» Task objective
Count the lines in the records below that contain the string "person". Reply with the number only.
::::::::
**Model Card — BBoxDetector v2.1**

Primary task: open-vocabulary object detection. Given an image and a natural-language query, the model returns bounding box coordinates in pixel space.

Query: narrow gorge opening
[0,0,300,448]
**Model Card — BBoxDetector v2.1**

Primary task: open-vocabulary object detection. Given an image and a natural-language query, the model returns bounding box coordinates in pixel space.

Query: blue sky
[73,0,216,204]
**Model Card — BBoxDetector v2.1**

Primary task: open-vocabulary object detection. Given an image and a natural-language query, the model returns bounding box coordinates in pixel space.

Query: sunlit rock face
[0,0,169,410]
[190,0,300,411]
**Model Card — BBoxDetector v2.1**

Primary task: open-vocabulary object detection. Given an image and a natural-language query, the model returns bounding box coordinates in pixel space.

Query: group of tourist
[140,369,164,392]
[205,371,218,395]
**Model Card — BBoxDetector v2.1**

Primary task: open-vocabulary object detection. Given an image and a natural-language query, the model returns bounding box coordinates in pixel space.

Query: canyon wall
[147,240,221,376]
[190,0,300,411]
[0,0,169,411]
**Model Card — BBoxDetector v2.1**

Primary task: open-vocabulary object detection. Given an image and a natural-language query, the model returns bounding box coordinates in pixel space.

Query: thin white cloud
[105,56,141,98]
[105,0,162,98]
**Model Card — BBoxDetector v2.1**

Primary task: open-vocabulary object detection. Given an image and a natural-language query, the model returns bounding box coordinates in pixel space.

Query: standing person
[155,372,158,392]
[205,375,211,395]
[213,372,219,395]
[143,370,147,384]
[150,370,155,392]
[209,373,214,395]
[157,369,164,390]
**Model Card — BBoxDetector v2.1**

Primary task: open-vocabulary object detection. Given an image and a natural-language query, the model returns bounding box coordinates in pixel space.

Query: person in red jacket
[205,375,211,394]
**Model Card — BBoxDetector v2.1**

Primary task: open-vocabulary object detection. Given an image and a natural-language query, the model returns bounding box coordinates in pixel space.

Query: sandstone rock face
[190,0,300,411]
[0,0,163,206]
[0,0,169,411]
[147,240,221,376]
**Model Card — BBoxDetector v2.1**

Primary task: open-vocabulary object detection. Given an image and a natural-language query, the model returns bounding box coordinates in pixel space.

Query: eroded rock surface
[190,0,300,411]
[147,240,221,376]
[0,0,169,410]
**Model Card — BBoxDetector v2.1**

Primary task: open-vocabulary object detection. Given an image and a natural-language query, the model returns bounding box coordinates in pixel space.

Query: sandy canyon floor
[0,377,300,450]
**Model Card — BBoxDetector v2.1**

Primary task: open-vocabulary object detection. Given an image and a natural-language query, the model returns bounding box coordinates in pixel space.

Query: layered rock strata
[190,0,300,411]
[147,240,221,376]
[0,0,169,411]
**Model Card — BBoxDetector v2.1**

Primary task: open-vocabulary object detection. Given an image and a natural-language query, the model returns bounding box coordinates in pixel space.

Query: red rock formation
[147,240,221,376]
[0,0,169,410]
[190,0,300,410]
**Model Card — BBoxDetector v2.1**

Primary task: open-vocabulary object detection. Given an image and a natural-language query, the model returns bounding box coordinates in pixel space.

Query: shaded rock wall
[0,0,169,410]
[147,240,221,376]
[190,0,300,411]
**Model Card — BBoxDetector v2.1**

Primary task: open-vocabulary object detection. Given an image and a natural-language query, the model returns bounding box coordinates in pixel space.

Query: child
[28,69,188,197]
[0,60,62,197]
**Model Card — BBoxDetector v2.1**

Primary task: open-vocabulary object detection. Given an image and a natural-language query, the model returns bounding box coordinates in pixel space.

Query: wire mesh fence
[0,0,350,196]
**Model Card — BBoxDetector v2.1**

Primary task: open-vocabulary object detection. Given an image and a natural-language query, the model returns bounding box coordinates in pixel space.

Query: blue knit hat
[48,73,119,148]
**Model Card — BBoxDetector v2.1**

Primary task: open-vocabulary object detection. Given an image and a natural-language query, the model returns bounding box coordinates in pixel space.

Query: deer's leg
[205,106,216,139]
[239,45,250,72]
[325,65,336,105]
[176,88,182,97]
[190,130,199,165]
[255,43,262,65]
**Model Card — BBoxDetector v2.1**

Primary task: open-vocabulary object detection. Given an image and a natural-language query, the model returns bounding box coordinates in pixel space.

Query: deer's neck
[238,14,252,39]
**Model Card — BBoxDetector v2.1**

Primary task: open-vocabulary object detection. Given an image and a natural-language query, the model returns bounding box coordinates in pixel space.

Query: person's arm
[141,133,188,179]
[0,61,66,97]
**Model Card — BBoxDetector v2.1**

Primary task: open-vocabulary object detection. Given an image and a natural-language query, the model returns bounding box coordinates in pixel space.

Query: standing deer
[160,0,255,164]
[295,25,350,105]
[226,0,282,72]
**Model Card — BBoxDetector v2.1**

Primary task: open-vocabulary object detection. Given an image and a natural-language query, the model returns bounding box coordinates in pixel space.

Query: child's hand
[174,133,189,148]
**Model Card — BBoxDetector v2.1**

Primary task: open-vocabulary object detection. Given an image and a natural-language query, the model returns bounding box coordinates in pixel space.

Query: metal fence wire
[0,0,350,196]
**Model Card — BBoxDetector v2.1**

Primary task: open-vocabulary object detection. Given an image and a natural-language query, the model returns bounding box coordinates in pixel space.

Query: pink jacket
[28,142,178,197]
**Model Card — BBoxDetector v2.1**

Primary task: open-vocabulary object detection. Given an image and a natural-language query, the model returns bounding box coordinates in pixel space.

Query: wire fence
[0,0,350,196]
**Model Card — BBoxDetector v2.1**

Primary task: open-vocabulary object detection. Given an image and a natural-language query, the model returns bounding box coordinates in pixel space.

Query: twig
::::::::
» Final result
3